Work required:
Give back the full set of entries exactly, keeping each line intact.

The records:
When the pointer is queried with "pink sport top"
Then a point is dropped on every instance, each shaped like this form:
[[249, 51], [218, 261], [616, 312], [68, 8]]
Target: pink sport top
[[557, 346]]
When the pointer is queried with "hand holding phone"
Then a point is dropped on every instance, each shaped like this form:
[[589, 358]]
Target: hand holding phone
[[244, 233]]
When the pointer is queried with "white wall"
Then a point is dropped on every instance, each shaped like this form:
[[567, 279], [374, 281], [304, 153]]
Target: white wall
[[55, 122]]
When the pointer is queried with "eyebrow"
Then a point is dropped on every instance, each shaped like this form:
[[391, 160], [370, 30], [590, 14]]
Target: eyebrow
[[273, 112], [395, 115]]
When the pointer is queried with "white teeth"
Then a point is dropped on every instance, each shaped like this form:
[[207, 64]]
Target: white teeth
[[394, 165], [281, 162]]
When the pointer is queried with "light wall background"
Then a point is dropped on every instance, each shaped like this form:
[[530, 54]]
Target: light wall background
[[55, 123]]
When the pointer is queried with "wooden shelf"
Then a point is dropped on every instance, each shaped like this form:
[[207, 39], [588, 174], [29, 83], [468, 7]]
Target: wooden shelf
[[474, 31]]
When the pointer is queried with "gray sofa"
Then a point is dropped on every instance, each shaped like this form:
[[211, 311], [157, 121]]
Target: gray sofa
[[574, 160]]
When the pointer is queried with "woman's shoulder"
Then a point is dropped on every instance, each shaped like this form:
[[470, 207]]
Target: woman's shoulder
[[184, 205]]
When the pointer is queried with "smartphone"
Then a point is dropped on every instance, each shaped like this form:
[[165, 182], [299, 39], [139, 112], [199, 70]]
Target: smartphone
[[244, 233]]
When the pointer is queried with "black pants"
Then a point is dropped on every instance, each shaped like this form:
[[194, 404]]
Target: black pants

Response:
When the pointer is queried with "pink sport top"
Then a point is dropped on every instance, each shaped like this form:
[[249, 51], [218, 261], [616, 312], [68, 8]]
Target: pink sport top
[[557, 346]]
When the pointer is queried with "hand holding phone"
Then a point is dropped on every instance, each shaped like this form:
[[589, 358]]
Target: hand holding phone
[[244, 233]]
When the pointer is queried with "white wall"
Then a point is dropped on every instance, each shaped like this form:
[[567, 279], [374, 281], [304, 153]]
Target: white wall
[[55, 122]]
When the pointer is queried with "eyebrow"
Then a point is dropped on every instance, each shaped like this form:
[[391, 160], [370, 30], [590, 14]]
Target: eyebrow
[[273, 112], [395, 115]]
When the pointer is queried with "white teeth"
Then a point is dropped on every instance, each shaped like this form:
[[207, 64]]
Target: white teeth
[[394, 165], [281, 162]]
When the pointer is queried with "light wall background"
Then a point is dropped on every instance, each shaped like this form:
[[530, 54]]
Target: light wall background
[[55, 123]]
When the pointer is queried with "wooden shelf"
Then a point is dropped on every instance, each shaped like this form:
[[207, 39], [588, 174], [29, 83], [468, 7]]
Target: wooden shelf
[[474, 31]]
When the pointer is queried with "gray sofa"
Then a point is dropped on every instance, each shaped like this form:
[[211, 311], [157, 121]]
Target: gray sofa
[[574, 160]]
When the pointer is queried with "woman's shoulder"
Then a point is dropped on every instance, each shaped like this form:
[[470, 207]]
Target: woman's shoulder
[[184, 205]]
When the pointer is queried with "smartphone"
Then a point is dropped on every instance, each shaped like this form:
[[165, 182], [299, 39], [139, 112], [199, 70]]
Target: smartphone
[[244, 233]]
When the pointer is queried with "black pants"
Then a point is dropped on every instance, each shaped like this form:
[[194, 404]]
Target: black pants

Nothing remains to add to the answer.